DATA FOR PROCESSING:
———

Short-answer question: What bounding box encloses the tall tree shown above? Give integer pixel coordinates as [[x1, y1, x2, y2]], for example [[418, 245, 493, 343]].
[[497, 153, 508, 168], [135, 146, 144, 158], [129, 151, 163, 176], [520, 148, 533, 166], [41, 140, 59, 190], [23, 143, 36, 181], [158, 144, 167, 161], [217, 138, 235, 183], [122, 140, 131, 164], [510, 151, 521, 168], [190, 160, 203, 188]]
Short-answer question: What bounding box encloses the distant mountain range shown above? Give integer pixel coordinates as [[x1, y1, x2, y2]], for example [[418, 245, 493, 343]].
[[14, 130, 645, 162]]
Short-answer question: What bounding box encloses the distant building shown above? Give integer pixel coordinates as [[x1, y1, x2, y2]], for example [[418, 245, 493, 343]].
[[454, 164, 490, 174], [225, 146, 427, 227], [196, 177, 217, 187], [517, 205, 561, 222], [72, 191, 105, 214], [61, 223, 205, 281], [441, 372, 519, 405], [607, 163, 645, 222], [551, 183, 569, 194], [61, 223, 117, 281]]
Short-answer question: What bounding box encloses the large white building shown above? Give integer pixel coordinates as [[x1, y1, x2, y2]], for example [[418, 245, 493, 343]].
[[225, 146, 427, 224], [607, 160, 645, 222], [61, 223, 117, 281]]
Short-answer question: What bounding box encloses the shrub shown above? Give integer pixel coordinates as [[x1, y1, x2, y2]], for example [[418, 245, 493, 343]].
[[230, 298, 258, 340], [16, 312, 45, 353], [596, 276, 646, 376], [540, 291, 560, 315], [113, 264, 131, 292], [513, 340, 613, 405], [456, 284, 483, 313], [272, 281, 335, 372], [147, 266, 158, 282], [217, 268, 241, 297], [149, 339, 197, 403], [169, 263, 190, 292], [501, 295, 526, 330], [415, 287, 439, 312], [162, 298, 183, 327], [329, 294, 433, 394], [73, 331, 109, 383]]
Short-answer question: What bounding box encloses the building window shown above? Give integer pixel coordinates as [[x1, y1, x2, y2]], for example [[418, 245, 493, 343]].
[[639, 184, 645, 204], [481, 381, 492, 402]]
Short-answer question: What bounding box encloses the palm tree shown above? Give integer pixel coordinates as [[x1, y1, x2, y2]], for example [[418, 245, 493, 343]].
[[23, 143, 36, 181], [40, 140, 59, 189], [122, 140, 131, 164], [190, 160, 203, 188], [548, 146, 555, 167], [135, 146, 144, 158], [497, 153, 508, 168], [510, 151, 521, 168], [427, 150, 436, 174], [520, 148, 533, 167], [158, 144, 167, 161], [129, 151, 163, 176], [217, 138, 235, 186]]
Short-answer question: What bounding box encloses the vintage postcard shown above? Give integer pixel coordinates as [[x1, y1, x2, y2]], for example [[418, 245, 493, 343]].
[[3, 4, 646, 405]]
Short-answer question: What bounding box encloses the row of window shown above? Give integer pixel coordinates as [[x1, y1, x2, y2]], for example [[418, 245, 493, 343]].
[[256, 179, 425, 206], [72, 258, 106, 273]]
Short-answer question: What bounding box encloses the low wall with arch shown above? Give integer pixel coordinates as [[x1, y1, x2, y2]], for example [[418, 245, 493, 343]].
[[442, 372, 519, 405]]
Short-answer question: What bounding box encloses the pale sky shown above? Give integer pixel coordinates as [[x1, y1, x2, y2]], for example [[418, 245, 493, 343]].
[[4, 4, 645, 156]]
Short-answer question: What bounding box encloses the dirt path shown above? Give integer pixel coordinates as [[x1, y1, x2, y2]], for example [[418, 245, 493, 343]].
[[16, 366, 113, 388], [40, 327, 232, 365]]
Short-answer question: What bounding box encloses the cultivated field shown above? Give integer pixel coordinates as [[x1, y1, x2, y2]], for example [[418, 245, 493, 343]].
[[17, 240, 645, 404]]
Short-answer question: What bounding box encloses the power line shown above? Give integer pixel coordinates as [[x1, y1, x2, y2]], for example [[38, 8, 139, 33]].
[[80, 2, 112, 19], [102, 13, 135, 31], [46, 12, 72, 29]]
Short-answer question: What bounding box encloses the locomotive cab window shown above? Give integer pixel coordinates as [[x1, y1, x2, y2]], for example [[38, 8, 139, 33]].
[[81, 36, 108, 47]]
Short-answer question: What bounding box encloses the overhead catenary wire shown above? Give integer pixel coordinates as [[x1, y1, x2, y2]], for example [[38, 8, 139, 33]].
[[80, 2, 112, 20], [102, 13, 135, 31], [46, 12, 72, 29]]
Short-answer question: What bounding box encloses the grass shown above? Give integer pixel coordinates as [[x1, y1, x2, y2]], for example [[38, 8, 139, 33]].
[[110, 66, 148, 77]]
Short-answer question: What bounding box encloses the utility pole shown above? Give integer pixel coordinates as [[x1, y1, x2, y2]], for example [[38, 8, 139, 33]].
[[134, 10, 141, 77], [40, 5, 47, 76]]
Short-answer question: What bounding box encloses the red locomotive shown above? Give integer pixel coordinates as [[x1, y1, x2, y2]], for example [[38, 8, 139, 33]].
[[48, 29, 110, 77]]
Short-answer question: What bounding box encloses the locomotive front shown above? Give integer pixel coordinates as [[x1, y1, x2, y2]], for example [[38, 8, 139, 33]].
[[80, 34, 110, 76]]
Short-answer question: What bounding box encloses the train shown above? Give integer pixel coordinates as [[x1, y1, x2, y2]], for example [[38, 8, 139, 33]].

———

WHAT YOU HAVE TO DO:
Reproduce the lines from the start of the records up to and including the line with "[[14, 130, 645, 162]]", requests included, and add -62 to every bounding-box coordinate in the answers.

ANSWER TO THE EXERCISE:
Short-answer question: What bounding box encloses the tall tree shown above? Give integer pixel coordinates as [[x1, y1, x2, y2]], for example [[418, 245, 493, 343]].
[[435, 91, 446, 106], [73, 84, 82, 96], [67, 89, 101, 114], [458, 86, 471, 104], [-21, 78, -3, 128], [-39, 81, -26, 119], [96, 82, 105, 99], [155, 76, 173, 121], [60, 78, 69, 102], [448, 89, 459, 106], [128, 98, 141, 126]]
Short-answer question: What bounding box encloses the distant mountain range shown above? Give integer pixel coordinates as [[x1, y1, x2, y2]], for example [[418, 245, 493, 343]].
[[-48, 68, 583, 100]]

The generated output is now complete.